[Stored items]
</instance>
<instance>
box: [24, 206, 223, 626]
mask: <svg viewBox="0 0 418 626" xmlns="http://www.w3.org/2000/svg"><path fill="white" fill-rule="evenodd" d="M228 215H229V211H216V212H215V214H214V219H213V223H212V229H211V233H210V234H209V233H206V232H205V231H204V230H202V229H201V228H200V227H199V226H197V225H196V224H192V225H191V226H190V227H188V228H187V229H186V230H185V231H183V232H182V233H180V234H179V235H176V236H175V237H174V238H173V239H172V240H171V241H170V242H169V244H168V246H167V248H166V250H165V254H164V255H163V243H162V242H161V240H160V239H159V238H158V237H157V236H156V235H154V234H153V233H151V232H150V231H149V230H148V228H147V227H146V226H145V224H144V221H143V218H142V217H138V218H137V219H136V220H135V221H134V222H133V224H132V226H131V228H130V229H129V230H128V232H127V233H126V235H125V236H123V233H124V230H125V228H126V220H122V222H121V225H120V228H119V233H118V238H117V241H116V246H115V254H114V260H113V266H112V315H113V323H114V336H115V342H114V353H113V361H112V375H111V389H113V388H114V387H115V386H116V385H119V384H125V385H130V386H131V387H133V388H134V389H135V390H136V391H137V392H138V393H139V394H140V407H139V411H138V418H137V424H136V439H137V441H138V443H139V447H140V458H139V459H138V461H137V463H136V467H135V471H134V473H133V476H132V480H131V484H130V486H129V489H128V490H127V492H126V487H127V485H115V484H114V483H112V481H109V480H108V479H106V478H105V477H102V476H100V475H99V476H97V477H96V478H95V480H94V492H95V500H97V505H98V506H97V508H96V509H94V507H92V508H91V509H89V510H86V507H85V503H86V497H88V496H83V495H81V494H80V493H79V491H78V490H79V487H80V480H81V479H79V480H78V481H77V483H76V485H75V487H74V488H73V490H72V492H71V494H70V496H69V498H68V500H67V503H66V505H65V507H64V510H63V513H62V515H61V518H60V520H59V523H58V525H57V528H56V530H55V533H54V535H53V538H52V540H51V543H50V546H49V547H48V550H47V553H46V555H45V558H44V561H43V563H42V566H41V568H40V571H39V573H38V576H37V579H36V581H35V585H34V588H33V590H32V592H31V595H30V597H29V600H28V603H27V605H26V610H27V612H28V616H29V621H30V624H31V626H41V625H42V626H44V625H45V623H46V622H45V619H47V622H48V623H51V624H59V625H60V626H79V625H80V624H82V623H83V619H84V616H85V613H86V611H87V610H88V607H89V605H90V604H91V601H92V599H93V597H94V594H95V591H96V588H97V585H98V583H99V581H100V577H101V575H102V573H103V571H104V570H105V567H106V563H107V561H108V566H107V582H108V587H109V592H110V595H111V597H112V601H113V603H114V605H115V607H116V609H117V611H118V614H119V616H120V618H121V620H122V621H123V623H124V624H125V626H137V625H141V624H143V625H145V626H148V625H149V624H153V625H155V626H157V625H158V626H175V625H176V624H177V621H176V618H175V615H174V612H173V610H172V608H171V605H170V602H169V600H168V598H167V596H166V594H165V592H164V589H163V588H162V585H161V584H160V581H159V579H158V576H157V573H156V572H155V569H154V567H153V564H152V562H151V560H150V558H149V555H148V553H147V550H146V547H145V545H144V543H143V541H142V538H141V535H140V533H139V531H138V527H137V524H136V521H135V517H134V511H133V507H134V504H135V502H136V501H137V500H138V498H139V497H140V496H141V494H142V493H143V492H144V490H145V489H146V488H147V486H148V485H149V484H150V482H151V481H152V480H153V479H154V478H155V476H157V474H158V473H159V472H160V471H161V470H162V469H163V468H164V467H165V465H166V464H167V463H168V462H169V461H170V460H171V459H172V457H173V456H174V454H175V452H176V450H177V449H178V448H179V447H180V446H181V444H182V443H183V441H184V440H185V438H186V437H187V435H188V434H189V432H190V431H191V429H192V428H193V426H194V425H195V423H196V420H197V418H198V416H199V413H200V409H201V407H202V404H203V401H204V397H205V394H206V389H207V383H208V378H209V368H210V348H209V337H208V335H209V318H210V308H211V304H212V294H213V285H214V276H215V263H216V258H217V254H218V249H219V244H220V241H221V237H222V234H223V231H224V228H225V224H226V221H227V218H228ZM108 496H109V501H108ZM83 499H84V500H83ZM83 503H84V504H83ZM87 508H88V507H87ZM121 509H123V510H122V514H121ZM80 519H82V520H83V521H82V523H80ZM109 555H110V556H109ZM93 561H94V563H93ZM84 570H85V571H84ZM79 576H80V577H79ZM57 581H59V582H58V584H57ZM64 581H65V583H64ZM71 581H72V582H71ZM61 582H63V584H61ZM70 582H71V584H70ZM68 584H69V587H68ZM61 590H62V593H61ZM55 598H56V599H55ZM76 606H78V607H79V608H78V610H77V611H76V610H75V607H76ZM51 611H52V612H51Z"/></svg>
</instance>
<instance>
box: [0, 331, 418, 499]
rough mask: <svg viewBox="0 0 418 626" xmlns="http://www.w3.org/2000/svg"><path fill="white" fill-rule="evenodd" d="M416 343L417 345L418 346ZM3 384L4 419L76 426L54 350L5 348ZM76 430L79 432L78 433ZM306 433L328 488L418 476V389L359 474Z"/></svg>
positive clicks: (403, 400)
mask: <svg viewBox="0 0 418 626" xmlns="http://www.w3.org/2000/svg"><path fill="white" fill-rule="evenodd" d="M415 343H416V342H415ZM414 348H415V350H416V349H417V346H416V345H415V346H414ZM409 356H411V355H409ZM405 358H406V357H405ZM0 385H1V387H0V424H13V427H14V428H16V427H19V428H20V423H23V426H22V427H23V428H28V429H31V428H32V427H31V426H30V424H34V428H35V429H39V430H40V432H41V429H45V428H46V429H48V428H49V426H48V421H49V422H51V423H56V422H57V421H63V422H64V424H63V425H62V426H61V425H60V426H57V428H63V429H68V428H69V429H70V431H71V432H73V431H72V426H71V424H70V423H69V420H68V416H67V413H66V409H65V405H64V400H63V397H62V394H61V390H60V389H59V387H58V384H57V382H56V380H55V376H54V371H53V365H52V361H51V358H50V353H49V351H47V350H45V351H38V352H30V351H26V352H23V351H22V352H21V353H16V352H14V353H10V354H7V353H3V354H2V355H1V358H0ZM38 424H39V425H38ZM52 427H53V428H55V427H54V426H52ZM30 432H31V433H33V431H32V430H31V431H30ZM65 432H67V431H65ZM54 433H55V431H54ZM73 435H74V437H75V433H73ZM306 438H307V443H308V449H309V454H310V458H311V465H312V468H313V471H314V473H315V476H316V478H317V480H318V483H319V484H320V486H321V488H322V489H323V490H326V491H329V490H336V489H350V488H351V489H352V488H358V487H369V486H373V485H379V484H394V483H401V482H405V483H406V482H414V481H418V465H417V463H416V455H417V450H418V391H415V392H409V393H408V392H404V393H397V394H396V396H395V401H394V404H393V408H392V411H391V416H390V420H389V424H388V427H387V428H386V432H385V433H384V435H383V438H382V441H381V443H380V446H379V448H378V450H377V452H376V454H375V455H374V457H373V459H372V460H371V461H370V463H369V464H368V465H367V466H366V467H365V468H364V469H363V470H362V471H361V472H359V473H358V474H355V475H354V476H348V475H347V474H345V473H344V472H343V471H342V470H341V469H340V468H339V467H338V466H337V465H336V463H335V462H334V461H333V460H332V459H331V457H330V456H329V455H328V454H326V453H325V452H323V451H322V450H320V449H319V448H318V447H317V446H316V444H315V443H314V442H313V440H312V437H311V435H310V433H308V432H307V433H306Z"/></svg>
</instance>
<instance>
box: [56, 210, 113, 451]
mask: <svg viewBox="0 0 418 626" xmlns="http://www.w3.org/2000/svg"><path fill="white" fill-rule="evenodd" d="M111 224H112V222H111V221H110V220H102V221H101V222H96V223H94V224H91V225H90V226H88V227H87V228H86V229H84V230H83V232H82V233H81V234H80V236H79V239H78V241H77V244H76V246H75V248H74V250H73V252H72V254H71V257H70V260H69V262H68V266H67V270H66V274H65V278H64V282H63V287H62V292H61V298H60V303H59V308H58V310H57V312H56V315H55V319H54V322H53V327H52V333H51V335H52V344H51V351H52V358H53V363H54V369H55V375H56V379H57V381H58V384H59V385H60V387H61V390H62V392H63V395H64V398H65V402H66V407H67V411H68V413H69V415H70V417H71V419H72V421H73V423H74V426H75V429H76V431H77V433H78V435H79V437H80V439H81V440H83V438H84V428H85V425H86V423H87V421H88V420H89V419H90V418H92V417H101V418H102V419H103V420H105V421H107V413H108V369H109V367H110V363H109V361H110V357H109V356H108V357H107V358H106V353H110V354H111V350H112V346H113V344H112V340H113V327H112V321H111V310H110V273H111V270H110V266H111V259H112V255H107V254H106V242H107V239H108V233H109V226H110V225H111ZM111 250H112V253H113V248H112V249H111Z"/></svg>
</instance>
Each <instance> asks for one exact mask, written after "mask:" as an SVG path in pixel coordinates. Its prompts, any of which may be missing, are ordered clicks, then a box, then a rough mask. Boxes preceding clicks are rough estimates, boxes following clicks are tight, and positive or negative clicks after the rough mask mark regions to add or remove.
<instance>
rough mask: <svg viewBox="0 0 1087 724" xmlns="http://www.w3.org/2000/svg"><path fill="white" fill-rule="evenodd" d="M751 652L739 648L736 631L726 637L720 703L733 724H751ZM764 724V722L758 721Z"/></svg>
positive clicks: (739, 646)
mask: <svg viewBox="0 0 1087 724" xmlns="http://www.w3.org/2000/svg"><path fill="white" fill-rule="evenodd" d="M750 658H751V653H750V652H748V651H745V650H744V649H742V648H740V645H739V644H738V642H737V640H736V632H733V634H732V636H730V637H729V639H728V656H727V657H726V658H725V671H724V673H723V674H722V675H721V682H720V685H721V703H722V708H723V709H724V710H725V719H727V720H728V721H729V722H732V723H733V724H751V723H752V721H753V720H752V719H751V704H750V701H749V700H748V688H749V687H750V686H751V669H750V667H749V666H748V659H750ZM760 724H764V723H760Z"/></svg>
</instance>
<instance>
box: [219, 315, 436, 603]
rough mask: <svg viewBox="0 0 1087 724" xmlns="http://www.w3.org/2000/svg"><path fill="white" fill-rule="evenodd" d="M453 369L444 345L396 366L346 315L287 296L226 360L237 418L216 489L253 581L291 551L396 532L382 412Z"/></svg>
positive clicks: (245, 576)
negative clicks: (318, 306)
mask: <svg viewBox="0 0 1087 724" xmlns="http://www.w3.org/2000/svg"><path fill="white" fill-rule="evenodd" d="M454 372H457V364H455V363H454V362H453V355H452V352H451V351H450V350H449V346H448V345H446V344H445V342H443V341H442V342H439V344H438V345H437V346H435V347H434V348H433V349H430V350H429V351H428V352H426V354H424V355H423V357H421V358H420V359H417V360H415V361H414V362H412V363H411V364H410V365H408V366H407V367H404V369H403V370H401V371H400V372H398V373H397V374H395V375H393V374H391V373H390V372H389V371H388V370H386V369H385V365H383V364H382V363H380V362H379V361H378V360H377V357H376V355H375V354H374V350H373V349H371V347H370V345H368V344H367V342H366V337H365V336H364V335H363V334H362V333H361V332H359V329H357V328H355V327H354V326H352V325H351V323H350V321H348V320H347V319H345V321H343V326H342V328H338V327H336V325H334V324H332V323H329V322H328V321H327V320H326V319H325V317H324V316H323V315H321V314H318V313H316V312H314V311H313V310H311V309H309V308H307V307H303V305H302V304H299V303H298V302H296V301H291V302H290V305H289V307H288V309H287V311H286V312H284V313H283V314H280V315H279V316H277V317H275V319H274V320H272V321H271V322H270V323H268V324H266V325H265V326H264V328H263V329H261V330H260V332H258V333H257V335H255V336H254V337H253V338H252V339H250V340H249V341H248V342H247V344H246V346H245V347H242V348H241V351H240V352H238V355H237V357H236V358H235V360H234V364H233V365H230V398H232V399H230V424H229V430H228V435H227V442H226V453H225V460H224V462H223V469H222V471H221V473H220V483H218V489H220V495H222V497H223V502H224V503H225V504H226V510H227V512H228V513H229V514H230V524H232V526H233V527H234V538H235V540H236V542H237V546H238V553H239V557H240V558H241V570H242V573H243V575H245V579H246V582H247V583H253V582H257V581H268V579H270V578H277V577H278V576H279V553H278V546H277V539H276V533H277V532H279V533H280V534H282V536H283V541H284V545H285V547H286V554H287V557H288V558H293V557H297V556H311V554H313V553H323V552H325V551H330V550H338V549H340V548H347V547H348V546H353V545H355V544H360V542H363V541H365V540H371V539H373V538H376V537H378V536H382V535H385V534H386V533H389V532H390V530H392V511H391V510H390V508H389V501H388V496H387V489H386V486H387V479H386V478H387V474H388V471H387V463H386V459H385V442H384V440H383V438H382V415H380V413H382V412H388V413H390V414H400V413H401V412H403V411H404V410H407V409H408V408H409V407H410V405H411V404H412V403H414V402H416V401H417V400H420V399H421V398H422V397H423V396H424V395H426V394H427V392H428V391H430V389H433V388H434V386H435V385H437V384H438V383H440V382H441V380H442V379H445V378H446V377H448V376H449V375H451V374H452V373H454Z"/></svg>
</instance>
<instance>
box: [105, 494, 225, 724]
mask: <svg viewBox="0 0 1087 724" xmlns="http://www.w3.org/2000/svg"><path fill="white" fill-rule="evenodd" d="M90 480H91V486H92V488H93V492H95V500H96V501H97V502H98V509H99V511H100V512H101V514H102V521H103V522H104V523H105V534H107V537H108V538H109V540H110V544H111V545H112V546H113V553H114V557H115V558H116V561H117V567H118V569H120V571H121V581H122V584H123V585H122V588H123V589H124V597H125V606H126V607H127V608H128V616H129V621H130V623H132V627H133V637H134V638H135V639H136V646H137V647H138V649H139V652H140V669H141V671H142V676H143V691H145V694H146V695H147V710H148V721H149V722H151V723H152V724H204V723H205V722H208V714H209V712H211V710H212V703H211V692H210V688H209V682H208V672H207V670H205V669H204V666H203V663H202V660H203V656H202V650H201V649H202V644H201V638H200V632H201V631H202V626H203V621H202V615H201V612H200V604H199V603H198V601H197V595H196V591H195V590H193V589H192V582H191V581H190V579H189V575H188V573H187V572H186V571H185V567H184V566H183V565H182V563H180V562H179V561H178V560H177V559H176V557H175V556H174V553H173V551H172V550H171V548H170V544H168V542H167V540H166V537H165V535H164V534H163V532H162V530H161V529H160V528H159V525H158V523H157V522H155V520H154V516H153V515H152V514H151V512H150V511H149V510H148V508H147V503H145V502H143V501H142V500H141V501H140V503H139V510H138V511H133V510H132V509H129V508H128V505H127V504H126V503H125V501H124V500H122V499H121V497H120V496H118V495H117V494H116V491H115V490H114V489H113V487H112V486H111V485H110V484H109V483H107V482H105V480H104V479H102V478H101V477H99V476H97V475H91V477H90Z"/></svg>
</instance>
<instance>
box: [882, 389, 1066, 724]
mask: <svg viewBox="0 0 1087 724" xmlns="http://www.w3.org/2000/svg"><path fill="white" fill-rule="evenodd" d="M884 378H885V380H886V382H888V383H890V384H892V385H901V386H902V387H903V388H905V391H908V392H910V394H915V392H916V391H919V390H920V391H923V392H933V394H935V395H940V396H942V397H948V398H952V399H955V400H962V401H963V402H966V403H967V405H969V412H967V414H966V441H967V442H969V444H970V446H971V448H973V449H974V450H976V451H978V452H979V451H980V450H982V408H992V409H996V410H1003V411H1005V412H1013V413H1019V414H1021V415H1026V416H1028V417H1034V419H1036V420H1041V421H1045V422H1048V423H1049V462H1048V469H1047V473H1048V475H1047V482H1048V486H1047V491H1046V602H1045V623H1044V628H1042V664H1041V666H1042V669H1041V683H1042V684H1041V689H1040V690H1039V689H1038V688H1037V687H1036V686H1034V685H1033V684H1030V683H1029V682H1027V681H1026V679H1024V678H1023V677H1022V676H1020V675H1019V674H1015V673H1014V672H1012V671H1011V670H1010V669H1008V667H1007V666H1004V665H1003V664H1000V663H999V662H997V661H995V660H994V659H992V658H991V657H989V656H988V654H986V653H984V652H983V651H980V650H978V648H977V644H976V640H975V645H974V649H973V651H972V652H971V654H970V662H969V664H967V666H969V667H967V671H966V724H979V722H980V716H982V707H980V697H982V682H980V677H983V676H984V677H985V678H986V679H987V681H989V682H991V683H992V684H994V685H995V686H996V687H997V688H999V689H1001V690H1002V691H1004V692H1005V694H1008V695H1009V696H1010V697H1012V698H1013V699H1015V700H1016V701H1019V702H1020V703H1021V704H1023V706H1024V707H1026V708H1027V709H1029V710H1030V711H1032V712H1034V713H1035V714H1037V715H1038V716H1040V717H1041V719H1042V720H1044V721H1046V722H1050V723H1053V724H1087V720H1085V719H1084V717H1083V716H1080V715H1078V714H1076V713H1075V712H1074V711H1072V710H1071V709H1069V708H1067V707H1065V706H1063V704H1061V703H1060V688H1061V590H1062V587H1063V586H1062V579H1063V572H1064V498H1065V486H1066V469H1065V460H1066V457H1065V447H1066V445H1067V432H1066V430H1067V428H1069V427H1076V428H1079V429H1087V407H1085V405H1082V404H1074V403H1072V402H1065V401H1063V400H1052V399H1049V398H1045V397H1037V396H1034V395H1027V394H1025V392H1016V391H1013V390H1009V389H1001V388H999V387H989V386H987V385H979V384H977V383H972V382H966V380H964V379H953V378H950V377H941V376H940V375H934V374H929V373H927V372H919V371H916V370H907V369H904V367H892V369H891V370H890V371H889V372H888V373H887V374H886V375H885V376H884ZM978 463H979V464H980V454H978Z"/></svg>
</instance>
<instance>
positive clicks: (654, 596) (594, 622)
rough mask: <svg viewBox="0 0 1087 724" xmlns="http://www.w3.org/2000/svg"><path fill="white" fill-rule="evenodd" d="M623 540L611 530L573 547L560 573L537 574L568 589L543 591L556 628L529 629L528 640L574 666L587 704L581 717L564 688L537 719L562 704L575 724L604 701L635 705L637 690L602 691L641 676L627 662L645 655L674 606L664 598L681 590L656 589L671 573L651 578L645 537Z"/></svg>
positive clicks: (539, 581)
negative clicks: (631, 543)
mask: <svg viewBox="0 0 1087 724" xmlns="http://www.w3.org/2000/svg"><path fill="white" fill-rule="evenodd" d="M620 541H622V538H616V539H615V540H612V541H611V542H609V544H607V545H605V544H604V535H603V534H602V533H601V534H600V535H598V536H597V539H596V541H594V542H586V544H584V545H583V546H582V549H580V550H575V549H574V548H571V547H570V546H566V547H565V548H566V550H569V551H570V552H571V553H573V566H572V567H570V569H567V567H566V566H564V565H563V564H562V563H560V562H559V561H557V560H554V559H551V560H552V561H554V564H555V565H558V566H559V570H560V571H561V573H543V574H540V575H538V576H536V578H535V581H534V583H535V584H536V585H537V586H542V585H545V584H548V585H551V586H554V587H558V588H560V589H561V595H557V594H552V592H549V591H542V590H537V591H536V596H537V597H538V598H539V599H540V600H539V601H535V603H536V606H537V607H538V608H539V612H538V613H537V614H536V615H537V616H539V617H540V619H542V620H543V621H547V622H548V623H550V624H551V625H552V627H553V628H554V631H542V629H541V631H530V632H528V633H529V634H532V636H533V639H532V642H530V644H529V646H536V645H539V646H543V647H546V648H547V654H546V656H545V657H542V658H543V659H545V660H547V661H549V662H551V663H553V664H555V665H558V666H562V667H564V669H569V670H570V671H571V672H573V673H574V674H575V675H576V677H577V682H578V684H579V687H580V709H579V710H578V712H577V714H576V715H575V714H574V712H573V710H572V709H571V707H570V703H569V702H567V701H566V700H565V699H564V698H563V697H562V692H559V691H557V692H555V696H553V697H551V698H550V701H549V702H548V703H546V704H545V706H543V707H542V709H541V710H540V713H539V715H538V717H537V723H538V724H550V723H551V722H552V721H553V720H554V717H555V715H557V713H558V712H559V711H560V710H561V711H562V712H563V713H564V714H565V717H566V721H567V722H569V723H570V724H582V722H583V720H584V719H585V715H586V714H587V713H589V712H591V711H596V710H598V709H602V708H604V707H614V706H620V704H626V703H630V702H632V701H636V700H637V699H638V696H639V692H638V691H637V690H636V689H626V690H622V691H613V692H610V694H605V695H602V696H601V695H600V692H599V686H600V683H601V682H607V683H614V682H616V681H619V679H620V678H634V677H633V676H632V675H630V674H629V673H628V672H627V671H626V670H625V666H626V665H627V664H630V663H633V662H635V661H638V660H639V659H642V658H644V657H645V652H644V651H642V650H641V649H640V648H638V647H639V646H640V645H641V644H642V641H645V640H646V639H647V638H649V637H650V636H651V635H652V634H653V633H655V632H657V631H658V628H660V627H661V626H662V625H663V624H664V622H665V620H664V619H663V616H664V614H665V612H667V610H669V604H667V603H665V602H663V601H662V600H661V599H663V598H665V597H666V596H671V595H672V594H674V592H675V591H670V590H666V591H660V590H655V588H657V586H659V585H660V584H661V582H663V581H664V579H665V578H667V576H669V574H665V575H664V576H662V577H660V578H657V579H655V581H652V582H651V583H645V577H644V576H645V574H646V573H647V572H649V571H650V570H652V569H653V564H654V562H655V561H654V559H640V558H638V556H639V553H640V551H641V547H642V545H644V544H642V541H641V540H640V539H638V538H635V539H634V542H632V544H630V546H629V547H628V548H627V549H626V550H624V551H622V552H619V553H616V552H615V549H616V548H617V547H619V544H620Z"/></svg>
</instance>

* _Problem statement_
List each line of the listing above that contains the string "rough". Letter case matters.

* _Output for this exercise_
rough mask: <svg viewBox="0 0 418 626" xmlns="http://www.w3.org/2000/svg"><path fill="white" fill-rule="evenodd" d="M416 343L417 345L418 346ZM3 384L4 419L76 426L54 350L5 348ZM76 430L79 432L78 433ZM306 433L328 488L418 476V389L359 474Z"/></svg>
Each <instance> asks for one exact mask, written after "mask:" as an SVG path in pixel coordinates. Its prompts, any of which may be missing, are ordered clicks, then a box, then a rough mask. Boxes preceding clicks are rough estimates, boxes following clicks are tight, and positive or negative clicks after the rough mask mark regions to add or remove.
rough mask: <svg viewBox="0 0 1087 724" xmlns="http://www.w3.org/2000/svg"><path fill="white" fill-rule="evenodd" d="M751 652L739 648L736 631L726 637L720 703L733 724H751ZM764 724V722L758 721Z"/></svg>
rough mask: <svg viewBox="0 0 1087 724" xmlns="http://www.w3.org/2000/svg"><path fill="white" fill-rule="evenodd" d="M453 369L444 345L396 366L346 315L287 296L226 360L237 418L216 489L253 581L291 551L396 532L382 412Z"/></svg>
rough mask: <svg viewBox="0 0 1087 724" xmlns="http://www.w3.org/2000/svg"><path fill="white" fill-rule="evenodd" d="M623 540L611 530L573 547L560 573L537 574L568 589L543 591L556 628L529 629L528 640L574 666L587 704L581 717L564 688L537 719L562 704L575 724L604 701L635 705L637 690L602 691L641 676L627 662L645 655L674 606L664 598L681 590L656 589L671 573L651 578L645 537Z"/></svg>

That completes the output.